What is required:
Please continue the trail running text below from the point where it stops.

Text:
********************

Get Busy Living - Page 7

Photo by David Clifford

#7 Declare Your Mission

Perhaps it's a morbid thought, but don't we all wonder how we will be remembered? When we retire to the great singletrack in the sky, where the temps are cool and there's a fully stocked aid station every mile, what will our loved ones say about us?

Stop wondering and act on one of those ideas you've undoubtedly hatched on a trail run.

Nancy Hobbs will be remembered. That is for certain. Few people have done more to advance the legitimacy of trail running than Hobbs, who lives in Colorado Springs, Colorado. For over a decade, Hobbs has devoted herself to building a bridge between mountain, ultra and trail running (cleverly called "MUT") and running's main governing body, USA Track & Field. Today, as Chairperson of MUT, Hobbs helps to oversee championships, coordinate national teams and generally ensure the sport's healthy growth.

********************

Items from a dataset
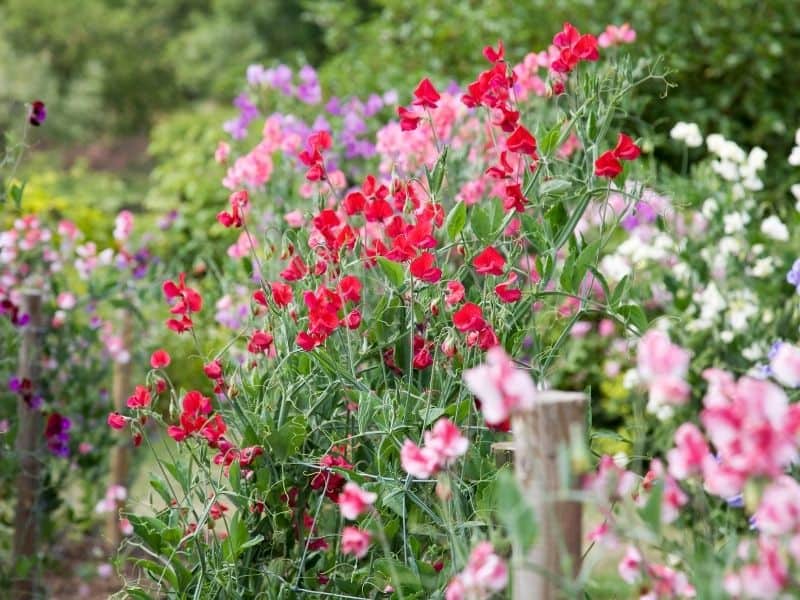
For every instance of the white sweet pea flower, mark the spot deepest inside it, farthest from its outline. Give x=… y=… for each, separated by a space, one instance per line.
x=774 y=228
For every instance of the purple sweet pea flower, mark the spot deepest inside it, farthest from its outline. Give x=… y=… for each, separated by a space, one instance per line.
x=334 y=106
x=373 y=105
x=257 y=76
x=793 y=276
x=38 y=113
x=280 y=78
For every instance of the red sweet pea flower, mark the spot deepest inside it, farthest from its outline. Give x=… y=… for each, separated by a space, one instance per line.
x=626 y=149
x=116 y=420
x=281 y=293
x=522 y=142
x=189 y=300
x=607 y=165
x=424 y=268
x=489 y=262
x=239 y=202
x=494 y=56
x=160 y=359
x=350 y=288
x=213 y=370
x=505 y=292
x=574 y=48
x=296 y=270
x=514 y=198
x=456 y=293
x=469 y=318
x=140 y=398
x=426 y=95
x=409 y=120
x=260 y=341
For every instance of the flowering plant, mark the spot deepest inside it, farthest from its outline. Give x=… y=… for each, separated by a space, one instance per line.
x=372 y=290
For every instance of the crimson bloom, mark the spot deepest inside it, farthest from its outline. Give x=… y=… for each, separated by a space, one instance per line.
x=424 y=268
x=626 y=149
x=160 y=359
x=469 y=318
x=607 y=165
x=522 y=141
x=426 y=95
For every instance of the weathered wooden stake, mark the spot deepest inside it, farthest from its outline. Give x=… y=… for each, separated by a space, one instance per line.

********************

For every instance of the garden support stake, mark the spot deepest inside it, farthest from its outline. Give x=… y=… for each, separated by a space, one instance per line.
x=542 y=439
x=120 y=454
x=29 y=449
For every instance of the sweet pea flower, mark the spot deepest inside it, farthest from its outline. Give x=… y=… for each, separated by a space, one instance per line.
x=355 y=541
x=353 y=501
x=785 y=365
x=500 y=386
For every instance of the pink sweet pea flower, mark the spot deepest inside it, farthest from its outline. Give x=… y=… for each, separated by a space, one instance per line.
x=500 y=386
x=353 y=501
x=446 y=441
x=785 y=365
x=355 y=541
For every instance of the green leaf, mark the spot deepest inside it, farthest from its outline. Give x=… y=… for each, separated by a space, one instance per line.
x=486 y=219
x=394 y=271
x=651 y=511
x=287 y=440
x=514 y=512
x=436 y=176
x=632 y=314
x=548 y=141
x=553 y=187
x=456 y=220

********************

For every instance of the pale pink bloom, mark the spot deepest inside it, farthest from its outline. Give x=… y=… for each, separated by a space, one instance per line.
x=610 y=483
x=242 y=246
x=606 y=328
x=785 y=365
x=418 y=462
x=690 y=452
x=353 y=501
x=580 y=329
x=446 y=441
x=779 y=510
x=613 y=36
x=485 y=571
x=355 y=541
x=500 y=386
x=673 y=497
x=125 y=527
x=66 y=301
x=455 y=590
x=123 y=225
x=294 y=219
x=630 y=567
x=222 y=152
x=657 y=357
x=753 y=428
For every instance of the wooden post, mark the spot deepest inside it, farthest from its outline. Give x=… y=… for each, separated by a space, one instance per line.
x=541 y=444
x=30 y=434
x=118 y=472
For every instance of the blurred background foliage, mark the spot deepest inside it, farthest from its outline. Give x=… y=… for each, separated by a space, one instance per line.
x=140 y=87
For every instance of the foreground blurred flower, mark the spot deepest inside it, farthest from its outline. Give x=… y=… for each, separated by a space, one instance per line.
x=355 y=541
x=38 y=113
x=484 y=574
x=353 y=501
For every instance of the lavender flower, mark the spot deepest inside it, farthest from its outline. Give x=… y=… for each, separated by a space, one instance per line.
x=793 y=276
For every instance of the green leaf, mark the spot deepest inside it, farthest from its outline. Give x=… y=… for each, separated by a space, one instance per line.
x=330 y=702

********************

Solved exercise:
In a less visible way, Roch Horton of Salt Lake City, has been reflecting on his own legacy. On a run through the streets of San Diego in fall 2008, Horton happened upon a mosh pit of second graders enjoying recess at an inner city playground. He smiled at a group of them, off to the side, running back and forth, seemingly just for the hell of it.

"Then I realized, how many of these kids will ever actually toe the line at a local 5K, the Berlin Marathon or the Leadville Trail 100," he explains. "How many Kimballs, Meltzers, Mackeys are hidden away in those little legs, that soon decay behind a cloak of trans-fats, high-fructose corn syrup, DVDs, underfunded schools, deadbeat dads, gang life, crime or a sedentary lifestyle?"

So Horton has declared a mission: to see that ordinary kids get to express the genetic running instinct they are born with. He recognizes that there will be obstacles, but seems driven by the same determination that he has forged on the mountain trails: "How to penetrate inner city schools and/or the underprivileged is beyond my capabilities ... what I do know, is we were all kids at one time, and now our adult lives are steered by this self-propelled, foot-powered forward momentum."

One of Horton's first steps? "To encourage kids (parents, really) to expose their children to running."

What is your mission?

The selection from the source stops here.